THE DATA:
* Begin *
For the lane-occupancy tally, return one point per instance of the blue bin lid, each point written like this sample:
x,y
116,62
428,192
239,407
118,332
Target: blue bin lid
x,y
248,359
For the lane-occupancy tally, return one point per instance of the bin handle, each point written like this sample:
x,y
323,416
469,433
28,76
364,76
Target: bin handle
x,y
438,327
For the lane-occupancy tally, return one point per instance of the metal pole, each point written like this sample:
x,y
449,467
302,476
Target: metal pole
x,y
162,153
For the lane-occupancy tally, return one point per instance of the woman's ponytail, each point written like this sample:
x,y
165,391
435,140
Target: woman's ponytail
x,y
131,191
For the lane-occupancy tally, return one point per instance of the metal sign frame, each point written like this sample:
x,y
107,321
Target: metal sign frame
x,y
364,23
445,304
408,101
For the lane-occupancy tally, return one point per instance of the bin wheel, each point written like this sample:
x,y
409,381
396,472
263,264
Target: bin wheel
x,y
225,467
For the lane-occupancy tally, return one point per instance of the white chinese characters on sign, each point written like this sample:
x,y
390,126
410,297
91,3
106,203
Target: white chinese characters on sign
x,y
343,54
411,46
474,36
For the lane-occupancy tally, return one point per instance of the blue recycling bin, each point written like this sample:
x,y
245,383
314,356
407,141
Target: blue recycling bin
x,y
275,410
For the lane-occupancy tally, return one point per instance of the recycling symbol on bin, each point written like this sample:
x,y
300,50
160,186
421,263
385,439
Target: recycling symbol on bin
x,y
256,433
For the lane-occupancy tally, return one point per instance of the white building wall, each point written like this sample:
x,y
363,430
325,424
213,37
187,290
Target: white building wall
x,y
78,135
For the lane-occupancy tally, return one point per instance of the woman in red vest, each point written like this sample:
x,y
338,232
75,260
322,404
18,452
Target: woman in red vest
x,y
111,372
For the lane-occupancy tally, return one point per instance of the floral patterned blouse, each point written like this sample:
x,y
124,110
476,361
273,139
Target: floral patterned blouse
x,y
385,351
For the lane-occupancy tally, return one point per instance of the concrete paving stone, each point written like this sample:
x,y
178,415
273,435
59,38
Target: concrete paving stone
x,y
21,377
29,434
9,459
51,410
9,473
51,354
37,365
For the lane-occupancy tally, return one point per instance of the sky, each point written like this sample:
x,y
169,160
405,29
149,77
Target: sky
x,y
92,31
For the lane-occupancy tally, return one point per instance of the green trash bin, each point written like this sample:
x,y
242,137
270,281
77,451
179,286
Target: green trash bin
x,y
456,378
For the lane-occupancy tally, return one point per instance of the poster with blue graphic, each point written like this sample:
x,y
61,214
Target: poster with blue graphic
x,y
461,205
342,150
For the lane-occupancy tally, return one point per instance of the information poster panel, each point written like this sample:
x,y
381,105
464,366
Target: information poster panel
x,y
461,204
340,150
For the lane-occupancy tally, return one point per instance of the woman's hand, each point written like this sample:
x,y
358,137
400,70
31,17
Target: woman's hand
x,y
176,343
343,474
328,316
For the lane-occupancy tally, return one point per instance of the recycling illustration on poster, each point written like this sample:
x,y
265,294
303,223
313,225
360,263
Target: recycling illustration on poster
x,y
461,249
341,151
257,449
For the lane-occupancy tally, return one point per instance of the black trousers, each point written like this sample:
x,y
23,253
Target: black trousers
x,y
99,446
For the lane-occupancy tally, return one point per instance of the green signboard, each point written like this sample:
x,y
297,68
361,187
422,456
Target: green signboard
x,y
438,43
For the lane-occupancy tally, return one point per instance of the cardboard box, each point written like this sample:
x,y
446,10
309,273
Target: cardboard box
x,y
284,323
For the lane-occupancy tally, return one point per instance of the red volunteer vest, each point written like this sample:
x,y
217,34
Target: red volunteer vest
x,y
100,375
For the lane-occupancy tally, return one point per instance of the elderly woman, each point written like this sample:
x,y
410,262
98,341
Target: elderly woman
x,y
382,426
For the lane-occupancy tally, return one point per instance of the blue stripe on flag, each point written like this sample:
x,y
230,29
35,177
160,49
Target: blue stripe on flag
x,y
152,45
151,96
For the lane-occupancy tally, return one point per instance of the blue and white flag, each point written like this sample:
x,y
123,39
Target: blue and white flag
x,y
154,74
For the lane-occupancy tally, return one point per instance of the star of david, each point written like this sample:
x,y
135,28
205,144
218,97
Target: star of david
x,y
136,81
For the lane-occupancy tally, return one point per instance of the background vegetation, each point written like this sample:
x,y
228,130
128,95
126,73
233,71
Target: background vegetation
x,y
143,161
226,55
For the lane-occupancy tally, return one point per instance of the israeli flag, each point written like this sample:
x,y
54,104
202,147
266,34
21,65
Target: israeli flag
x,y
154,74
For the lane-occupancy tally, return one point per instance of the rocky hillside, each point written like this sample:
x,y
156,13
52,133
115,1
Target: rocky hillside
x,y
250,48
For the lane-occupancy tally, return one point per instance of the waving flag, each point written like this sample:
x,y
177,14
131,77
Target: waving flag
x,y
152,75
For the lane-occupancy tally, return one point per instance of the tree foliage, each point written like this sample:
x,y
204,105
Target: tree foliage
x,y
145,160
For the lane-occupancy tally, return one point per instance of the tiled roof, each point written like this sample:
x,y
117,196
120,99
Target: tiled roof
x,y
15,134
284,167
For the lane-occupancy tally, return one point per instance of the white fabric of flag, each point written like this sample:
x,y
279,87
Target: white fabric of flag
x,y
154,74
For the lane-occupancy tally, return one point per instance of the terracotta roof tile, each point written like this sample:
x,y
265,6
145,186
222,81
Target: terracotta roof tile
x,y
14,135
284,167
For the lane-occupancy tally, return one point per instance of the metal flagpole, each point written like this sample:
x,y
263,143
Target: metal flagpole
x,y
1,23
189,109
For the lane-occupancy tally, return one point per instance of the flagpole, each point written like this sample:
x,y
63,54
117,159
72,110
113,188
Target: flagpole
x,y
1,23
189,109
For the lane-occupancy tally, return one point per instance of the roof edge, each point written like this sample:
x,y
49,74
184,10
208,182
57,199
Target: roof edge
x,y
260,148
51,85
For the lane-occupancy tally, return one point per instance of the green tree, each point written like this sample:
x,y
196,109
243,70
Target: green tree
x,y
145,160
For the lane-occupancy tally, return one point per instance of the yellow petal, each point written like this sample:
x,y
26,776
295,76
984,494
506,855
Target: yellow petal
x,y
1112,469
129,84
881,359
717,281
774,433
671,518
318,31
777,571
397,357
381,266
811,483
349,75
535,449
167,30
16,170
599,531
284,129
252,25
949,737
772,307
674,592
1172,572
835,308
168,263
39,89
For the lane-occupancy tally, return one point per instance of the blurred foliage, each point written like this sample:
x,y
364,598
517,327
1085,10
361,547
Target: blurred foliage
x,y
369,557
* End *
Lay out the lines from the one containing "of the roof" through the last line as a JSON list of strings, one string per line, leaving out any blank lines.

[
  "For the lane-occupancy tally, return one point per instance of the roof edge, each point written like this sample:",
  "x,y",
  "49,74",
  "184,10",
  "208,182",
  "57,199",
  "Target: roof edge",
  "x,y",
  "260,148",
  "51,85",
  "For the lane-occupancy tally, return one point per instance of the green tree, each point written like this sample:",
  "x,y",
  "196,109",
  "243,70",
  "Target: green tree",
  "x,y",
  "145,160",
  "For the lane-occupancy tally, return one point per instance of the yellow petal, each point written like this sample:",
  "x,y",
  "26,776",
  "295,76",
  "984,494",
  "506,855",
  "Target: yellow petal",
  "x,y",
  "1112,469",
  "129,84",
  "881,359",
  "717,281",
  "774,433",
  "671,518",
  "318,31",
  "777,571",
  "397,357",
  "381,266",
  "811,483",
  "349,75",
  "535,449",
  "167,30",
  "16,170",
  "599,531",
  "284,129",
  "252,25",
  "949,737",
  "772,307",
  "674,592",
  "1172,572",
  "835,308",
  "168,263",
  "39,89",
  "For the lane-occupancy tally, return one point per instance of the blurred foliage, each point written like this sample:",
  "x,y",
  "364,598",
  "517,327",
  "1085,10",
  "361,547",
  "Target: blurred foliage",
  "x,y",
  "369,557"
]